Senior citizens & weaker sections of society
Whether one likes it or not, Globalization is here. It is deemed desirable for some reasons and hated for some. The reason that evokes the strongest feelings of hatred is invariably the cultural and thereby social impact of Globalization. The pressures of survival increasingly uproot people and send them to distant places in search of jobs and business.
1. This has a direct impact on the traditional structure of our society. The ‘joint family’ breaks up and young couples go ‘nuclear’. One greatly important and tragic casualty in this process is the dignity of the old and the infirm.
2. Those who have retired from their jobs and business due to old age and poor health, those who worked at home all their lives but are incapable of working any more, those who are not fortunate enough to have an adequate lifelong pension and even those who could never work all their lives in the mainstream because they were handicapped in some way. All these people form a large chunk of our population.

▸ Tasks to carry out
(a) Answer these questions about the passage on senior citizens and globalization:
(i) Which impact of Globalization evokes the strongest feelings of hatred?
(ii) What happens to the 'joint family'?
(iii) What do the people listed in point 2 together form?
(b) Carry the passage on senior citizens and weaker sections of society forward from its last sentence.
The items that come next have no connection to the passage on senior citizens.

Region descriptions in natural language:

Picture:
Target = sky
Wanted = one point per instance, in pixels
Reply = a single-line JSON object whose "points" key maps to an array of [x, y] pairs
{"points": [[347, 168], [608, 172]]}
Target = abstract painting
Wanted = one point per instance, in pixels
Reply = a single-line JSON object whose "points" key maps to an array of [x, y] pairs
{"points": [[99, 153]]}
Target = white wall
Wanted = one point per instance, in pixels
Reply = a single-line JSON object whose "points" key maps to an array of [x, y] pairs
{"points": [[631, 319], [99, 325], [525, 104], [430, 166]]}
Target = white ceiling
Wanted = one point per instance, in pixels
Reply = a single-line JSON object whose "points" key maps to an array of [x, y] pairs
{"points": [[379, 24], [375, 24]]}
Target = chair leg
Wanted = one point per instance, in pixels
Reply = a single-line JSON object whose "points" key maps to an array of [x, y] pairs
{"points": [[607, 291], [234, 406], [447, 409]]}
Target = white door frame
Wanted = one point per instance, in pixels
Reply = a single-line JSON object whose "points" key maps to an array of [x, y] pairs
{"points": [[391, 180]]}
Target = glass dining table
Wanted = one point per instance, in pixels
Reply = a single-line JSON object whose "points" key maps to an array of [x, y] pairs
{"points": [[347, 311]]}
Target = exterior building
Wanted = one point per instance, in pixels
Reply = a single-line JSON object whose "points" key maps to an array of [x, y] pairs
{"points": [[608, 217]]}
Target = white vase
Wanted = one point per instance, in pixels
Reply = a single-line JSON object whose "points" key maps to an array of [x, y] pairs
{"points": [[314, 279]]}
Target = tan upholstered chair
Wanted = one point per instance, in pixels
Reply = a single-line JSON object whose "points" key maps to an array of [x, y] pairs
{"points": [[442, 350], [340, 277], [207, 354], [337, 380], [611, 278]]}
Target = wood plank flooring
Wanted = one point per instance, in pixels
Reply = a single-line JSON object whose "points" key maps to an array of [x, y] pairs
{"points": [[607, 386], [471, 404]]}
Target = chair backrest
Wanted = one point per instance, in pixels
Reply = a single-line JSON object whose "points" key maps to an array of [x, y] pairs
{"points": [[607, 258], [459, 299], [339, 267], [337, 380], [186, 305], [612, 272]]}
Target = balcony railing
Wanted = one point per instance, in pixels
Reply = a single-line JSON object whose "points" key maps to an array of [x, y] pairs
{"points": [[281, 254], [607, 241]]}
---
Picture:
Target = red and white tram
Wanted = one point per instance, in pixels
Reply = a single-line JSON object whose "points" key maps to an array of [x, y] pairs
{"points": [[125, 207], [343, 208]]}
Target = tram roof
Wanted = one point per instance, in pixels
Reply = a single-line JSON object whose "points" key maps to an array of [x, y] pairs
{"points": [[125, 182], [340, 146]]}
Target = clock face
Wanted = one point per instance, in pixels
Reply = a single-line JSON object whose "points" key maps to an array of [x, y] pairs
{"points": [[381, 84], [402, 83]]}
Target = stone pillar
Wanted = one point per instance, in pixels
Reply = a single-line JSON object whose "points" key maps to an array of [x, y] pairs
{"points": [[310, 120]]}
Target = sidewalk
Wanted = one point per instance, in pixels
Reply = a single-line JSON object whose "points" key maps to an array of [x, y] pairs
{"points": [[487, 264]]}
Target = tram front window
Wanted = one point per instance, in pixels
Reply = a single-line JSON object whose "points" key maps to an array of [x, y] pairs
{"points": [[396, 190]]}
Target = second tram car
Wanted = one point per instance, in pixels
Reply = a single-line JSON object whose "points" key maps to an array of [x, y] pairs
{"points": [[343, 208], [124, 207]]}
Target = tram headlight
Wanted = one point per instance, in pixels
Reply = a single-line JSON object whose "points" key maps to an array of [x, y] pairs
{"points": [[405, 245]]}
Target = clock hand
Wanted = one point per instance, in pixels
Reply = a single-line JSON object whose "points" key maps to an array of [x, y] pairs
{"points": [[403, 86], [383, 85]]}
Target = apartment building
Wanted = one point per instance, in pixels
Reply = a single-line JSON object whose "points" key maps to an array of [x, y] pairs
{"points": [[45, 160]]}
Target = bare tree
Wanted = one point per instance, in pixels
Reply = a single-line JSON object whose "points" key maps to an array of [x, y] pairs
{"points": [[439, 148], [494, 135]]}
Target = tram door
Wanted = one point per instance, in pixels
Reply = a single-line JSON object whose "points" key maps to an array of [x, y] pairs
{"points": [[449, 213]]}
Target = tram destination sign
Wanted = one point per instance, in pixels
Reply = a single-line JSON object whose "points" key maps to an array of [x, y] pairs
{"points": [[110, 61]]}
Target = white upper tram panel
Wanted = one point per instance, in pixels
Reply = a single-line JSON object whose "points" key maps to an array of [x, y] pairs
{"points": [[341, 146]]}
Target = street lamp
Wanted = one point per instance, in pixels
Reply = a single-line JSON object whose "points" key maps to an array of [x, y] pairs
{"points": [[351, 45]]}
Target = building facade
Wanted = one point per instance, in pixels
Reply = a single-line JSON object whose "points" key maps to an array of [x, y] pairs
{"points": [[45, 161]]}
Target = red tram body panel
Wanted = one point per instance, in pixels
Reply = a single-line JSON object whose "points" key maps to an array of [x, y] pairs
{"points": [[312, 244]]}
---
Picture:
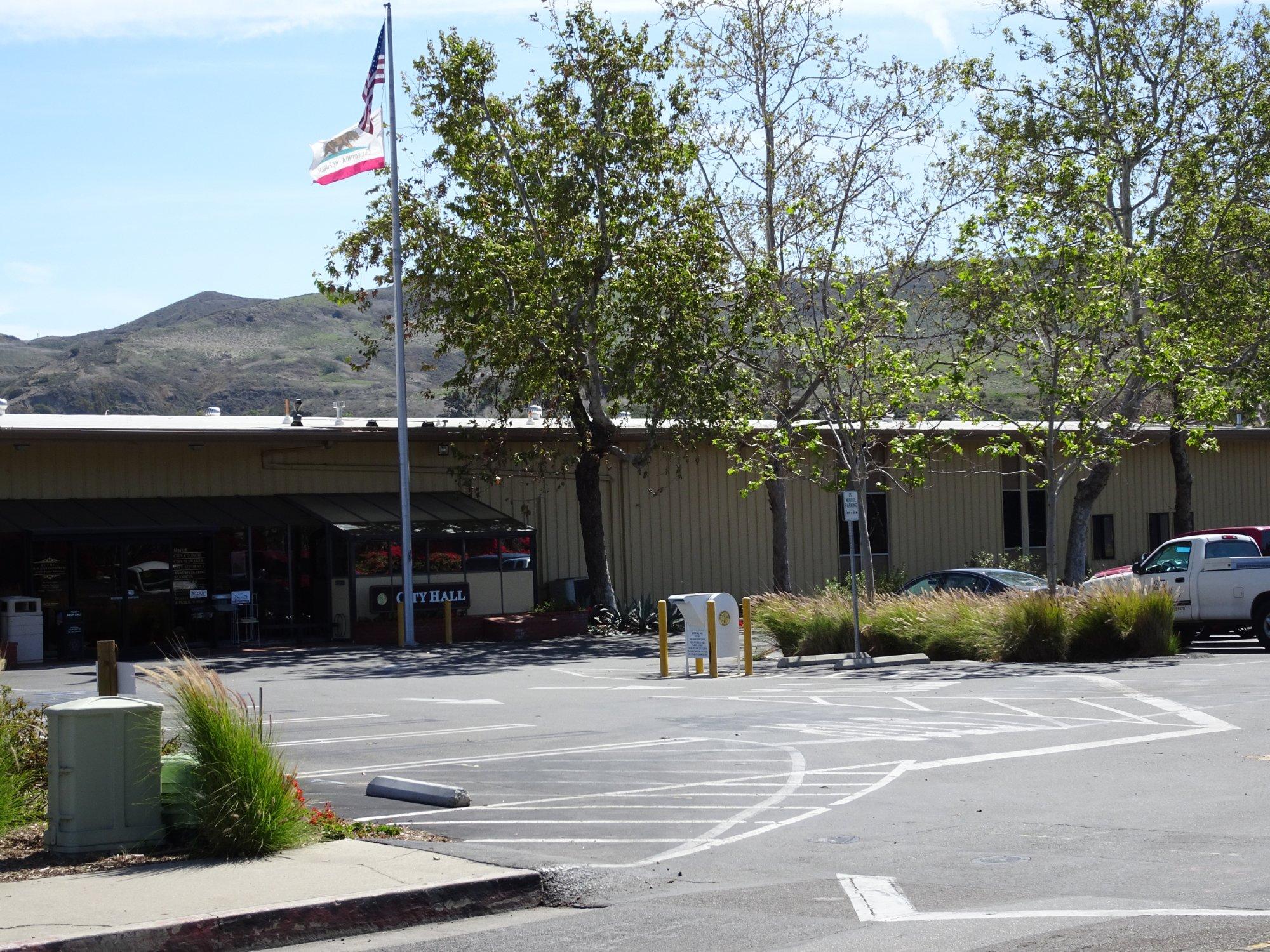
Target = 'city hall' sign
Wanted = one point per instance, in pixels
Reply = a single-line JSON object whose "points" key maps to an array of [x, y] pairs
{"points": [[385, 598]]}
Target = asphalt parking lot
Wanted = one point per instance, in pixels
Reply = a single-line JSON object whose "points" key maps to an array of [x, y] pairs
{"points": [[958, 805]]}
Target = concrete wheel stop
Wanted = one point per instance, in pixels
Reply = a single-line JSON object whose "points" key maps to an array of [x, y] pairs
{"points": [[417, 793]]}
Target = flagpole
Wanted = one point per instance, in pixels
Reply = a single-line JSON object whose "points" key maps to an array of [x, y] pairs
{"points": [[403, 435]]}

▸ Answers to this exercise
(a)
(i) Its cultural and thereby social impact.
(ii) It breaks up, and young couples go 'nuclear'.
(iii) A large chunk of our population.

(b)
3. Then there are the vast multitudes of rural poor, landless laborers working in the unorganized sector, the rural and urban unemployed, the widows and orphans, the victims of natural calamities, riots and disastrous accidents. There are desperately poor and malnourished tribal whose traditional life-support systems are fast vanishing, the fishermen who are fighting a losing battle with the brutal forces of ecological disturbance and pollution. There are victims of diseases ranging from leprosy to AIDS who society refuses to accept, but are here to stay anyway. All these and the rest of the citizens who are economically backward for various reasons are struggling from one day to the next without hope. We seem to have the ingredients of a full-scale civil war here. Indeed, it is a miracle of sorts that it has not already broken out.
4. A recent study showed that India is currently one of the ‘youngest’ countries in the world, meaning a large chunk of our population is between 25 and 45 years of age. This is considered to be ‘lucky’ and is of great economic importance. The flip side is that due to the current social trends of late marriages and family planning, after say the next twenty years, we will have one of the world’s largest ‘old’ populations, like some European countries today. At that time, the support systems provided by the traditional joint family will have practically disappeared. The big question that looms upon us is how will all these people fend for themselves in their old age?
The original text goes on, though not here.